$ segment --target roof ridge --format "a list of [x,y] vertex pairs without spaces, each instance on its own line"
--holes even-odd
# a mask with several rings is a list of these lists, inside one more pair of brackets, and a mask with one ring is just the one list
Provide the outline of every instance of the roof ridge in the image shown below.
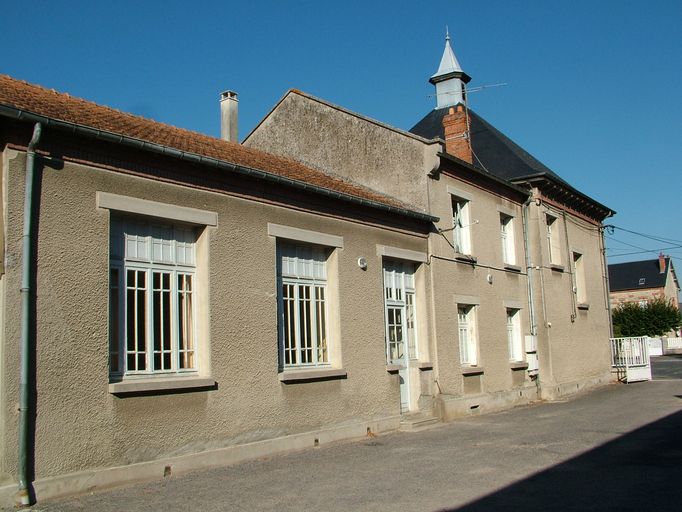
[[[7,75],[7,74],[0,73],[0,79],[2,79],[2,78],[6,78],[6,79],[8,79],[8,80],[10,80],[10,81],[12,81],[12,82],[19,82],[19,83],[22,83],[22,84],[24,84],[24,85],[26,85],[26,86],[29,86],[29,87],[32,87],[32,88],[35,88],[35,89],[39,89],[39,90],[42,90],[42,91],[45,91],[45,92],[49,92],[49,93],[55,94],[55,95],[57,95],[57,96],[66,97],[66,98],[68,98],[69,100],[73,100],[73,101],[85,103],[85,104],[87,104],[87,105],[92,105],[92,106],[97,107],[97,108],[107,109],[107,110],[109,110],[109,111],[111,111],[111,112],[116,112],[116,113],[119,114],[119,115],[122,115],[122,116],[125,116],[125,117],[128,117],[128,118],[131,118],[131,119],[140,119],[140,120],[146,121],[146,122],[148,122],[148,123],[155,123],[155,124],[157,124],[157,125],[165,126],[165,127],[168,127],[168,128],[172,128],[173,130],[182,131],[182,132],[185,132],[185,133],[190,134],[190,135],[199,136],[199,137],[205,137],[205,138],[212,139],[212,140],[219,140],[219,141],[225,142],[225,143],[227,143],[227,144],[235,144],[235,145],[240,146],[240,144],[238,144],[237,142],[227,141],[227,140],[224,140],[224,139],[220,139],[220,138],[218,138],[218,137],[214,137],[214,136],[212,136],[212,135],[208,135],[208,134],[206,134],[206,133],[198,132],[198,131],[195,131],[195,130],[190,130],[190,129],[188,129],[188,128],[182,128],[182,127],[180,127],[180,126],[175,126],[175,125],[173,125],[173,124],[171,124],[171,123],[167,123],[167,122],[164,122],[164,121],[158,121],[158,120],[153,119],[153,118],[151,118],[151,117],[145,117],[145,116],[142,116],[142,115],[139,115],[139,114],[133,114],[133,113],[131,113],[131,112],[126,112],[125,110],[121,110],[121,109],[118,109],[118,108],[116,108],[116,107],[112,107],[112,106],[110,106],[110,105],[105,105],[105,104],[102,104],[102,103],[97,103],[97,102],[95,102],[95,101],[88,100],[88,99],[82,98],[82,97],[80,97],[80,96],[73,96],[72,94],[69,94],[68,92],[58,91],[58,90],[56,90],[56,89],[54,89],[54,88],[48,88],[48,87],[45,87],[45,86],[40,85],[40,84],[34,84],[34,83],[28,82],[28,81],[26,81],[26,80],[20,80],[20,79],[14,78],[14,77],[12,77],[12,76],[9,76],[9,75]],[[62,120],[65,120],[65,119],[62,119]],[[244,147],[244,146],[242,146],[242,147]]]
[[124,112],[91,100],[48,89],[42,85],[0,74],[0,105],[24,111],[56,123],[91,128],[99,132],[168,147],[230,164],[280,176],[303,186],[310,185],[369,201],[377,207],[392,207],[406,213],[426,215],[421,209],[366,186],[349,182],[322,169],[314,169],[293,158],[274,155],[237,142],[179,128],[144,116]]

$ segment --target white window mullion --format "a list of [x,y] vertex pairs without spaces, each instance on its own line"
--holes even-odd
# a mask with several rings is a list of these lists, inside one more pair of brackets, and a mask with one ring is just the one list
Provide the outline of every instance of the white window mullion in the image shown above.
[[[149,237],[148,237],[149,238]],[[151,244],[150,244],[151,245]],[[151,251],[150,251],[151,252]],[[152,284],[152,276],[154,272],[149,269],[147,270],[147,311],[145,311],[144,321],[145,330],[147,332],[147,344],[146,344],[146,360],[147,360],[147,373],[154,372],[154,287]]]

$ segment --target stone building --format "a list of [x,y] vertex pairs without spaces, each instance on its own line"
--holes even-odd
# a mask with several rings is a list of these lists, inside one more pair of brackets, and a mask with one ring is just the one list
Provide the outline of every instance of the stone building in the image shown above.
[[[469,109],[470,79],[448,36],[430,78],[436,108],[409,132],[290,90],[244,141],[440,219],[428,239],[422,346],[433,368],[412,378],[425,407],[413,398],[410,410],[433,403],[444,418],[611,378],[602,221],[614,212]],[[423,362],[408,359],[402,371],[413,375]]]
[[642,306],[653,299],[666,299],[680,307],[680,282],[670,256],[609,265],[611,306],[635,302]]
[[468,80],[448,40],[412,132],[290,91],[240,145],[230,91],[221,140],[0,76],[3,503],[609,381],[612,212]]

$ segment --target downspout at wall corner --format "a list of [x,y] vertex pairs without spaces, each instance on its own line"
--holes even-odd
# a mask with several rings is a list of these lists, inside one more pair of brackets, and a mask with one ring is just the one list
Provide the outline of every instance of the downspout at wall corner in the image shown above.
[[528,196],[528,199],[521,207],[521,216],[523,217],[523,248],[526,256],[526,283],[528,285],[528,312],[530,315],[530,334],[537,336],[538,325],[535,318],[535,294],[533,291],[533,262],[530,257],[530,240],[528,238],[528,207],[534,201],[533,194]]
[[22,235],[23,253],[21,259],[21,340],[20,340],[20,374],[19,374],[19,453],[18,480],[19,489],[15,502],[20,507],[31,505],[33,496],[29,482],[29,412],[30,412],[30,307],[31,281],[33,276],[33,188],[35,171],[35,149],[40,141],[42,125],[36,123],[33,137],[26,150],[26,184],[24,188],[24,231]]
[[[613,212],[609,212],[606,219],[613,216]],[[609,264],[606,259],[606,242],[604,242],[604,225],[599,228],[599,248],[601,251],[602,273],[604,275],[604,298],[606,299],[606,312],[609,315],[609,338],[613,338],[613,316],[611,311],[611,284],[609,283]]]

** What to work on **
Go through the records above and return each line in which the word "vertex" occurs.

** Answer **
$ segment --target roof ridge --format "a list of [x,y] vertex pairs without spaces, each instance on its own line"
$ segment --target white window mullion --format "a list of [x,y] vertex pairs without spaces, each instance on its own line"
$ segment --target stone building --format "a list of [x,y] vertex pairs without spaces, each instance on its own line"
$ segment --target downspout at wall corner --format "a list of [x,y] vertex pairs without spaces, each instance on its own line"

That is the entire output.